■ YOUR TASK: Rewrite the records below, putting "coarse mask" wherever "rough mask" appears and changing nothing else. Leave the pictures out of your answer.

■ DATA PROVIDED:
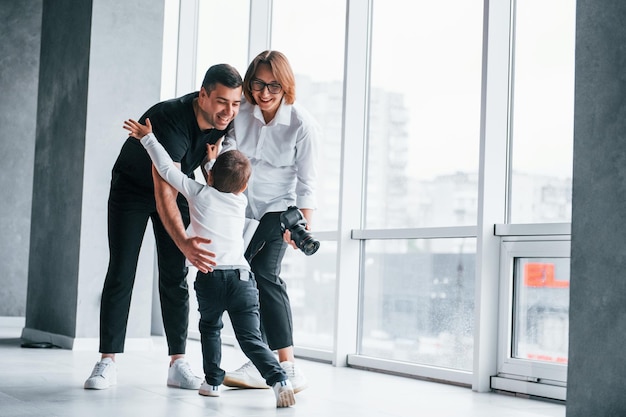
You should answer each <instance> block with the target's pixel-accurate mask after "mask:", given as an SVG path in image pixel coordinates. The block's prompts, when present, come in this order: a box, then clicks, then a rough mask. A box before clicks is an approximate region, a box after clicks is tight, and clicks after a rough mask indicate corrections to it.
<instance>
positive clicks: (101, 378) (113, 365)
mask: <svg viewBox="0 0 626 417" xmlns="http://www.w3.org/2000/svg"><path fill="white" fill-rule="evenodd" d="M115 384H117V365H116V364H115V362H114V361H113V360H112V359H111V358H104V359H102V360H100V362H97V363H96V365H95V366H94V367H93V371H91V376H90V377H89V378H87V380H86V381H85V385H84V387H85V389H107V388H109V387H111V386H113V385H115Z"/></svg>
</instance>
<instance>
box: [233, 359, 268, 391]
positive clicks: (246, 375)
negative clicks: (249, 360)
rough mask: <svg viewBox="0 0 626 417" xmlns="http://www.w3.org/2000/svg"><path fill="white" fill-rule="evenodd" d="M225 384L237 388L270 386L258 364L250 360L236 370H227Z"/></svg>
mask: <svg viewBox="0 0 626 417" xmlns="http://www.w3.org/2000/svg"><path fill="white" fill-rule="evenodd" d="M223 384H224V385H226V386H227V387H237V388H269V386H268V385H267V383H266V382H265V379H264V378H263V376H261V373H260V372H259V370H258V369H256V366H254V364H253V363H252V362H251V361H249V362H246V363H245V364H244V365H243V366H242V367H241V368H239V369H237V370H236V371H232V372H226V375H225V376H224V382H223Z"/></svg>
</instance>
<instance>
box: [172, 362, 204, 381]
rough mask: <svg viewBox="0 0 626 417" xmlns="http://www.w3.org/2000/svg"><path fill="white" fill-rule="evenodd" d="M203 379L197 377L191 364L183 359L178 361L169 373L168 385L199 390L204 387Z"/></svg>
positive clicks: (173, 365)
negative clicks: (196, 389)
mask: <svg viewBox="0 0 626 417" xmlns="http://www.w3.org/2000/svg"><path fill="white" fill-rule="evenodd" d="M202 381H203V380H202V378H200V377H198V376H195V375H194V374H193V372H192V371H191V367H190V366H189V363H188V362H187V361H186V360H185V359H183V358H180V359H176V361H174V363H173V364H172V365H170V369H169V370H168V372H167V385H168V386H170V387H176V388H184V389H198V388H200V385H202Z"/></svg>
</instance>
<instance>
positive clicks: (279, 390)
mask: <svg viewBox="0 0 626 417" xmlns="http://www.w3.org/2000/svg"><path fill="white" fill-rule="evenodd" d="M272 388H273V389H274V395H276V407H278V408H283V407H290V406H292V405H294V404H295V403H296V397H294V392H293V387H292V386H291V382H289V380H288V379H287V380H285V381H280V382H277V383H275V384H274V386H273V387H272Z"/></svg>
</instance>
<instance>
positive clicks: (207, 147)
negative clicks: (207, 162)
mask: <svg viewBox="0 0 626 417" xmlns="http://www.w3.org/2000/svg"><path fill="white" fill-rule="evenodd" d="M146 121H147V119H146ZM223 140H224V137H223V136H222V137H221V138H220V139H219V140H218V141H217V142H215V144H214V145H210V144H208V143H207V145H206V159H207V160H208V161H211V160H214V159H217V155H219V153H220V145H221V144H222V141H223Z"/></svg>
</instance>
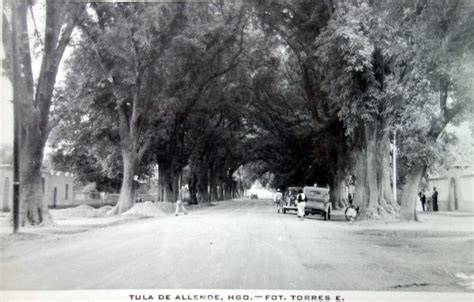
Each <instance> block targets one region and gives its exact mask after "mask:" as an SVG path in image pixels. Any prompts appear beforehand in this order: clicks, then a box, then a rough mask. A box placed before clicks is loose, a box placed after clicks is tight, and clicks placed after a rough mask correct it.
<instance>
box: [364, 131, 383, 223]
mask: <svg viewBox="0 0 474 302" xmlns="http://www.w3.org/2000/svg"><path fill="white" fill-rule="evenodd" d="M366 148H367V149H366V157H367V159H366V163H367V170H366V171H367V174H366V186H367V192H368V197H369V204H368V205H367V211H366V213H364V214H365V215H364V216H365V218H366V219H372V218H377V217H378V202H379V192H378V178H377V129H376V127H375V125H367V126H366Z"/></svg>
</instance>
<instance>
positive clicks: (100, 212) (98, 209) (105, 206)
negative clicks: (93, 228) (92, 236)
mask: <svg viewBox="0 0 474 302" xmlns="http://www.w3.org/2000/svg"><path fill="white" fill-rule="evenodd" d="M112 208H113V206H103V207H100V208H98V209H96V211H97V216H99V217H103V216H105V214H107V212H108V211H110V210H111V209H112Z"/></svg>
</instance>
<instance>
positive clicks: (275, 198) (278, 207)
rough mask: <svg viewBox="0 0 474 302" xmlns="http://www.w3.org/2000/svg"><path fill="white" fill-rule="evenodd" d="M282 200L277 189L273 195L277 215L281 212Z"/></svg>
mask: <svg viewBox="0 0 474 302" xmlns="http://www.w3.org/2000/svg"><path fill="white" fill-rule="evenodd" d="M282 198H283V195H282V194H281V192H280V189H277V191H276V193H275V194H274V195H273V201H274V202H275V205H276V207H277V212H278V213H280V211H281V200H282Z"/></svg>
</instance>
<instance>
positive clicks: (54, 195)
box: [0, 165, 74, 211]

■ TASK SOLUTION:
You should answer each <instance> block with the target's pixel-accurate mask after "mask:", given as an SVG path in image pixel coordinates. The block's prompts, when present, come in this order: a box, then clicks, then a coarse mask. A box before clicks is an approximate region, a box after clicks is tight, and clicks after a coarse mask indicate corrections to it.
<instance>
positive clicks: (101, 378) (113, 365)
mask: <svg viewBox="0 0 626 417" xmlns="http://www.w3.org/2000/svg"><path fill="white" fill-rule="evenodd" d="M115 384H117V365H116V364H115V362H114V361H113V360H112V359H111V358H104V359H102V360H100V362H97V363H96V365H95V366H94V367H93V371H91V376H90V377H89V378H87V380H86V381H85V385H84V387H85V389H107V388H109V387H111V386H113V385H115Z"/></svg>
</instance>
<instance>
box: [233, 359, 268, 391]
positive clicks: (246, 375)
negative clicks: (249, 360)
coarse mask: <svg viewBox="0 0 626 417" xmlns="http://www.w3.org/2000/svg"><path fill="white" fill-rule="evenodd" d="M225 384L237 388L270 386L258 364L250 360L236 370H227Z"/></svg>
mask: <svg viewBox="0 0 626 417" xmlns="http://www.w3.org/2000/svg"><path fill="white" fill-rule="evenodd" d="M223 384H224V385H226V386H227V387H237V388H269V386H268V385H267V383H266V382H265V379H264V378H263V376H261V373H260V372H259V370H258V369H256V366H254V364H253V363H252V362H251V361H249V362H246V363H245V364H244V365H243V366H242V367H241V368H239V369H237V370H236V371H232V372H226V375H225V376H224V382H223Z"/></svg>
</instance>
<instance>
box: [172, 362, 204, 381]
coarse mask: <svg viewBox="0 0 626 417" xmlns="http://www.w3.org/2000/svg"><path fill="white" fill-rule="evenodd" d="M203 379L197 377L191 364L183 359L178 361L169 373L168 385L199 390L204 387Z"/></svg>
positive clicks: (173, 365)
negative clicks: (196, 389)
mask: <svg viewBox="0 0 626 417" xmlns="http://www.w3.org/2000/svg"><path fill="white" fill-rule="evenodd" d="M202 381H203V380H202V378H200V377H198V376H195V375H194V374H193V372H192V371H191V367H190V366H189V363H188V362H187V361H186V360H185V359H183V358H180V359H176V361H174V363H173V364H172V365H170V369H169V370H168V372H167V385H168V386H170V387H176V388H184V389H198V388H200V385H202Z"/></svg>
</instance>
<instance>
positive clicks: (279, 390)
mask: <svg viewBox="0 0 626 417" xmlns="http://www.w3.org/2000/svg"><path fill="white" fill-rule="evenodd" d="M272 388H273V389H274V395H276V407H278V408H283V407H290V406H292V405H294V404H295V403H296V397H294V392H293V387H292V386H291V382H289V380H288V379H287V380H285V381H280V382H277V383H275V384H274V386H273V387H272Z"/></svg>
</instance>
<instance>
positive clicks: (207, 147)
negative clicks: (207, 162)
mask: <svg viewBox="0 0 626 417" xmlns="http://www.w3.org/2000/svg"><path fill="white" fill-rule="evenodd" d="M146 121H147V119H146ZM223 140H224V137H223V136H222V137H221V138H220V139H219V140H218V141H217V142H215V144H214V145H210V144H208V143H207V145H206V159H207V160H208V161H211V160H214V159H217V155H219V153H220V145H221V144H222V141H223Z"/></svg>
</instance>
Each <instance> block targets one region and gives its exact mask after "mask:" as an SVG path in image pixels. Any prompts appear beforehand in this order: clicks, then a box, then a coarse mask. A box placed before clicks is loose, a box placed after clicks is tight, and clicks placed after a coarse mask correct it.
<instance>
box: [364, 131, 383, 223]
mask: <svg viewBox="0 0 474 302" xmlns="http://www.w3.org/2000/svg"><path fill="white" fill-rule="evenodd" d="M366 148H367V149H366V157H367V159H366V163H367V170H366V171H367V174H366V186H367V192H368V197H369V204H368V205H367V211H366V213H364V214H365V215H364V216H365V218H366V219H372V218H377V217H378V202H379V192H378V178H377V129H376V127H375V125H367V126H366Z"/></svg>
</instance>
<instance>
positive clicks: (100, 212) (98, 209) (105, 206)
negative clicks: (93, 228) (92, 236)
mask: <svg viewBox="0 0 474 302" xmlns="http://www.w3.org/2000/svg"><path fill="white" fill-rule="evenodd" d="M112 208H113V206H103V207H100V208H98V209H96V211H97V216H99V217H103V216H105V214H107V212H108V211H110V210H111V209H112Z"/></svg>
</instance>
<instance>
positive clicks: (275, 198) (278, 207)
coarse mask: <svg viewBox="0 0 474 302" xmlns="http://www.w3.org/2000/svg"><path fill="white" fill-rule="evenodd" d="M282 200L277 189L273 195L277 215L281 212Z"/></svg>
mask: <svg viewBox="0 0 474 302" xmlns="http://www.w3.org/2000/svg"><path fill="white" fill-rule="evenodd" d="M282 198H283V195H282V194H281V192H280V189H277V191H276V193H275V194H274V195H273V201H274V202H275V205H276V207H277V212H278V213H280V211H281V200H282Z"/></svg>
</instance>
<instance>
positive clicks: (54, 195)
box: [0, 165, 74, 211]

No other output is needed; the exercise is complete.